### À faire
A – Recopiez tout le passage de l'article sur Ziad Doueiri, de « Ayant passé son » jusqu'à « profondément malgré tout. ».
B – Rédigez la suite de l'article sur Ziad Doueiri à partir de sa dernière phrase, s'il vous plaît.

─── Bloc de texte

Ziad Doueiri, le retour de l’enfant prodigue

Après « West Beirut », « Lila dit ça » et « L'Attaque », Ziad Doueiri signe son quatrième film de fiction « L'Insulte ». Dans le décor le plus cher à ses yeux : le Liban.

Ziad Doueiri a l’œil sur tout. « Un réalisateur se doit de tout superviser. » Photo Michel Sayegh

Ayant passé son enfance au Liban durant la guerre mais parti du pays à l'âge de 18 ans, Ziad Doueiri s'essaye à tous les métiers du 7e art, devient assistant réalisateur de Quentin Tarantino sur plusieurs films et signe enfin sa première œuvre West Beirut en 1998, devenant ainsi la figure de proue du cinéma contemporain libanais. Lila dit ça en 2004 et L'Attentat en 2012 témoignent de sa persévérance à sonder des horizons nouveaux et son amour sans bornes pour le cinéma. « Un amour viscéral, organique », dira-t-il. Dans un entretien à bâtons rompus, le cinéaste parle de son film L'Insulte qui représente un tournant dans sa vie et marque son retour dans ce pays qu'il aime profondément malgré tout.

 

« Notre écriture est un dialogue à deux. On se répond en écho »
Sans vouloir trop s'attarder sur les détails du sujet, le scénariste/réalisateur souligne que le récit est quelque peu biographique. « Celui-ci naît en général d'une idée, d'une scène qui se développent au moment de l'écriture, confie Ziad Doueiri. Avec Joëlle Touma, ma coscénariste et ma partenaire idéale, qui, les ayant vécus, connaît très bien le sujet, ainsi que le contexte libanais, nous abordons donc le récit d'une façon structurée mais très symbiotique. Parfois, chacun de nous émet l'envie d'écrire telle ou telle scène alors nous nous déléguons l'un l'autre mais au bout du compte, nous partageons tout et faisons des ajustements. »

« Le hasard offre parfois des clés et ouvre des portes »

──────
─── Données affichées

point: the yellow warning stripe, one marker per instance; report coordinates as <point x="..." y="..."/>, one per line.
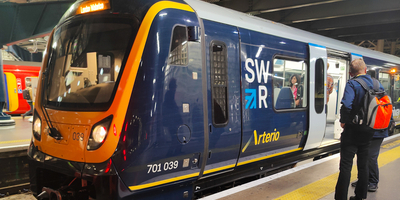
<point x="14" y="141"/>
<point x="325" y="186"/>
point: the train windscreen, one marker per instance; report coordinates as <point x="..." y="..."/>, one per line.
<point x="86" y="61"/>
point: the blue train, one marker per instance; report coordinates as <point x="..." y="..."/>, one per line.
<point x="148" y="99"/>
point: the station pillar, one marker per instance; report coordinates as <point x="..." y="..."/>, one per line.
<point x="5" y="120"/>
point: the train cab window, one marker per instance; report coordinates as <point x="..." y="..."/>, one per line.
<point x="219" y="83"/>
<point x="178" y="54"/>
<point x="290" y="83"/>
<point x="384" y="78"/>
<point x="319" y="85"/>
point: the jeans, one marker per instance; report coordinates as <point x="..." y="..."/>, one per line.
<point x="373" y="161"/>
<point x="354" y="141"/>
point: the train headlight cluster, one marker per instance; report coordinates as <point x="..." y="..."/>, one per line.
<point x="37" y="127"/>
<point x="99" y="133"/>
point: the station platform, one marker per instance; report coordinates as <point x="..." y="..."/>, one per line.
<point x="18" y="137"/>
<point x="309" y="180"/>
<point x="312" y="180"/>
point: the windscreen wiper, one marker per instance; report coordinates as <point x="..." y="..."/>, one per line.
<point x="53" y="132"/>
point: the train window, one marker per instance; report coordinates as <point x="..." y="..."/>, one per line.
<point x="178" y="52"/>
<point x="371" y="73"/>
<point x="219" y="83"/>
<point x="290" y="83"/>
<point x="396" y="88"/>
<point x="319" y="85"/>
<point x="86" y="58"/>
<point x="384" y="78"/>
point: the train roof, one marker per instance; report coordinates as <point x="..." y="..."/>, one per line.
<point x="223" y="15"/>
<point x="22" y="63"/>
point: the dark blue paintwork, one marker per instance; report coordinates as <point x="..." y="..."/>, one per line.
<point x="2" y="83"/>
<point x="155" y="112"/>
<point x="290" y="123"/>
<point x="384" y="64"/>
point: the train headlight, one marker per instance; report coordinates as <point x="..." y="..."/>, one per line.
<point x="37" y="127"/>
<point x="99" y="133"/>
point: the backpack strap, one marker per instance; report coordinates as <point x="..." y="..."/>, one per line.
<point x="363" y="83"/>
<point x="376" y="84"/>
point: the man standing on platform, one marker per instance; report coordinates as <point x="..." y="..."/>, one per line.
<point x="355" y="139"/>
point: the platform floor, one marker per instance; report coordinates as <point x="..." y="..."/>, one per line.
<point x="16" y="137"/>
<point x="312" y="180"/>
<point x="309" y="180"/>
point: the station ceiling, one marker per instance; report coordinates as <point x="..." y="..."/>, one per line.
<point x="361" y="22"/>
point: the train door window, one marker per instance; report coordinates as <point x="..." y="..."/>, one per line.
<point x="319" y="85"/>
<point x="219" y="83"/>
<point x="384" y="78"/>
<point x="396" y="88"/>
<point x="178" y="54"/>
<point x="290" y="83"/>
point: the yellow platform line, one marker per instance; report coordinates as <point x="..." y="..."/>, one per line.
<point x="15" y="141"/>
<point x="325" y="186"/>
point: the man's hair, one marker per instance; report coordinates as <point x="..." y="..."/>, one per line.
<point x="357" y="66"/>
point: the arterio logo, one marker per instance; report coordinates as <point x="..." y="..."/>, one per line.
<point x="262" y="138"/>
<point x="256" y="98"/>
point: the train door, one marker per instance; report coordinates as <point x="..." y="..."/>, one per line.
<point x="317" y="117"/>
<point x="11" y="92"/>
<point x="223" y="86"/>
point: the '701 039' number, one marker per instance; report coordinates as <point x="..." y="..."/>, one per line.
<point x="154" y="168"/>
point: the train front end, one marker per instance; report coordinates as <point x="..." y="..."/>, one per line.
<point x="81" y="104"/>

──────
─── Données affichées

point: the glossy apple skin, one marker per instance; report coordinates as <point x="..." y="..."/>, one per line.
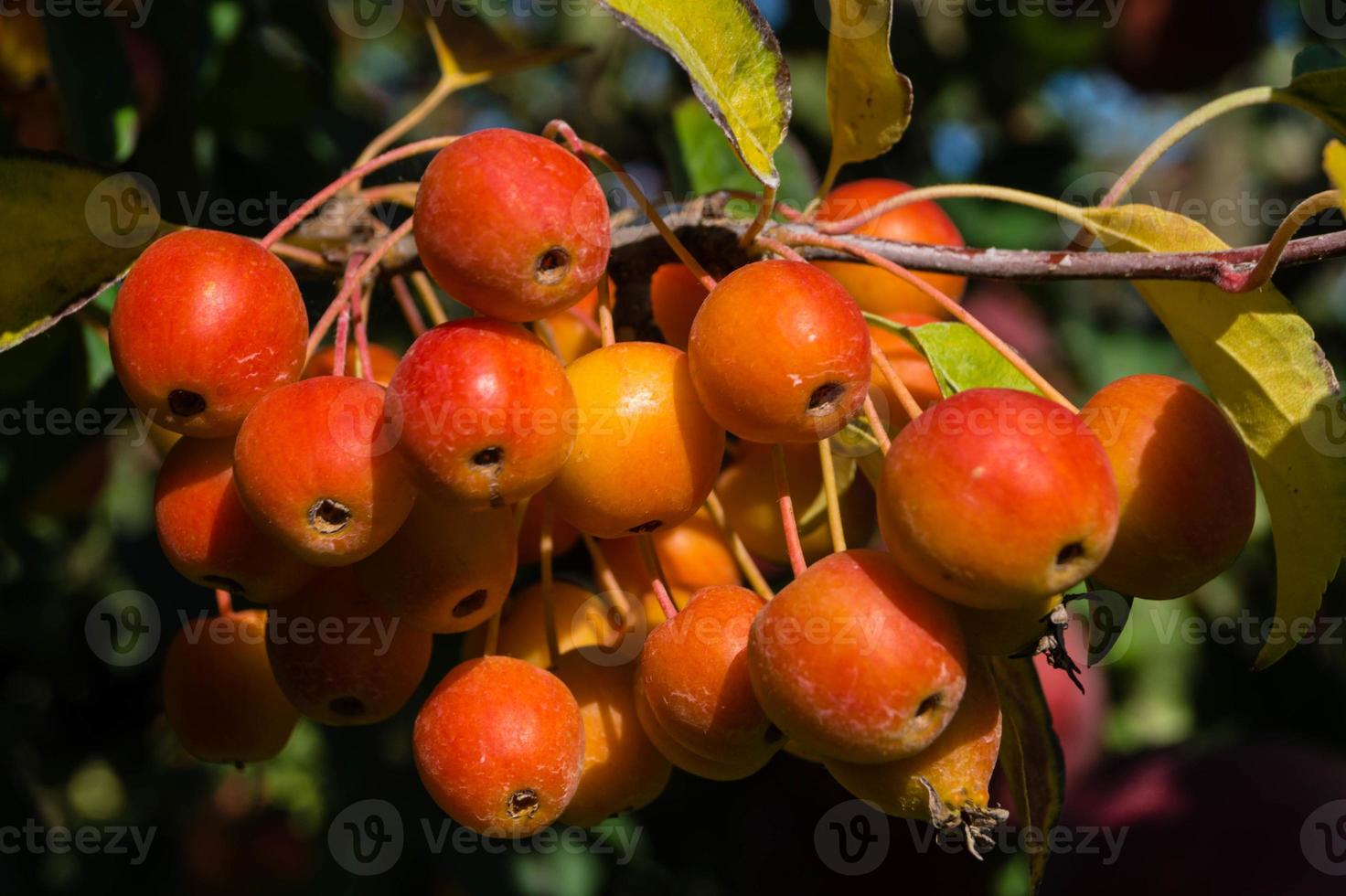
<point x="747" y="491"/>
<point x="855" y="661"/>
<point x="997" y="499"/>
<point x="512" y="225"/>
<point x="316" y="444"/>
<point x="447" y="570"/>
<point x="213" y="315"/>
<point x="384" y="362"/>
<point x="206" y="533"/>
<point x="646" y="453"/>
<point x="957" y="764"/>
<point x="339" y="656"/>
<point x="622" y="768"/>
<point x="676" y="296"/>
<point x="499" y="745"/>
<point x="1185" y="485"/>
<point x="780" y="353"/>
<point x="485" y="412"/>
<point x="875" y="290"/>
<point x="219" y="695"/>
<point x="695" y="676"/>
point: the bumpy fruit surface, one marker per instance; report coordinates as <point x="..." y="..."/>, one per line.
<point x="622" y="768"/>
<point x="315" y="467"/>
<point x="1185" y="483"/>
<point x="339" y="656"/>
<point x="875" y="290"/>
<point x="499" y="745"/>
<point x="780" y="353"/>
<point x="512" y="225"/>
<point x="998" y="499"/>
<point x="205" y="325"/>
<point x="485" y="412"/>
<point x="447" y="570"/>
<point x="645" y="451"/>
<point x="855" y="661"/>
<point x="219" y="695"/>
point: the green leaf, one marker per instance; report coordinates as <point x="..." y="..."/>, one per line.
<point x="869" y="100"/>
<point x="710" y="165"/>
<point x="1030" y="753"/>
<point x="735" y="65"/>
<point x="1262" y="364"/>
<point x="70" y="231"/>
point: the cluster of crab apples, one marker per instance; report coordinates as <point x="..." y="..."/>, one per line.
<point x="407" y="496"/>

──────

### Réponses
A –
Ayant passé son enfance au Liban durant la guerre mais parti du pays à l'âge de 18 ans, Ziad Doueiri s'essaye à tous les métiers du 7e art, devient assistant réalisateur de Quentin Tarantino sur plusieurs films et signe enfin sa première œuvre West Beirut en 1998, devenant ainsi la figure de proue du cinéma contemporain libanais. Lila dit ça en 2004 et L'Attentat en 2012 témoignent de sa persévérance à sonder des horizons nouveaux et son amour sans bornes pour le cinéma. « Un amour viscéral, organique », dira-t-il. Dans un entretien à bâtons rompus, le cinéaste parle de son film L'Insulte qui représente un tournant dans sa vie et marque son retour dans ce pays qu'il aime profondément malgré tout.

B –
« Dans la vie, l'inconscient de l'homme enregistre tous les événements importants ou insignifiants. Et puis un jour, un incident au cours du voyage sur terre vous ouvre des fenêtres, jusque-là closes, et on découvre qu'il ya une cohérence entre cet incident et tout ce qui s'est passé avant. À partir d'une petite altercation que j'ai eue dans le passé avec un ouvrier, une étincelle allait éclairer mon vécu. D'ailleurs, je n'ai pas fait des recherches pour réaliser ou écrire ce film, alors que dans la série Baron Noir que j'ai réalisée pour la télévision française, j'ai dû me renseigner sur la politique française que je ne connaissais pas. Ce film, par contre, est ressorti du tréfonds de mon vécu. »

« L'Insulte, c'est l'autre point de vue, celui contre lequel je me suis battu toute ma vie »
Ce sujet a interpellé les coscénaristes Doueiri/Touma car il est en quelque sorte la continuation de West Beirut 20 ans après. « C'est une progression psychologique que j'ai subie moi-même, avoue Doueiri. J'ai opéré un tournant dans ma vie après avoir écouté récemment les discours de Bachir Gemayel. » Ces mêmes discours étaient interdits au jeune Ziad, habitant à l'époque cette zone appelée Beyrouth-Ouest. Ils représentaient un autre monde à ses yeux, comme provenant d'extraterrestres, « longtemps après, je peux affirmer que j'ai traversé cette frontière invisible qui existe pourtant, pour tenter d'écouter l'autre et de ne pas le diaboliser ». Et de poursuivre : « Je ne prétends pas avoir adopté le point de vue des Phalangistes ou les autres partis de droite impliqués dans la guerre mais j'ai de l'empathie pour cette narrative des chrétiens du Liban que je ne connaissais pas ou connaissais peu. C'est l'autre point de vue, celui contre lequel je me suis battu toute ma vie. »

Comment donc s'est effectué ce tournant ? « Ce revirement, dit-il encore, s'est fait le jour où j'ai baptisé ma fille. Mais c'est probablement ma curiosité et ma sensibilité de l'autre qui m'a fait ouvrir des horizons auparavant hermétiquement fermés. Je peux me permettre d'affirmer aujourd'hui que les abus durant la guerre ont été effectués de part et d'autre. »

« Je ne critique pas, je fais simplement un constat des lieux »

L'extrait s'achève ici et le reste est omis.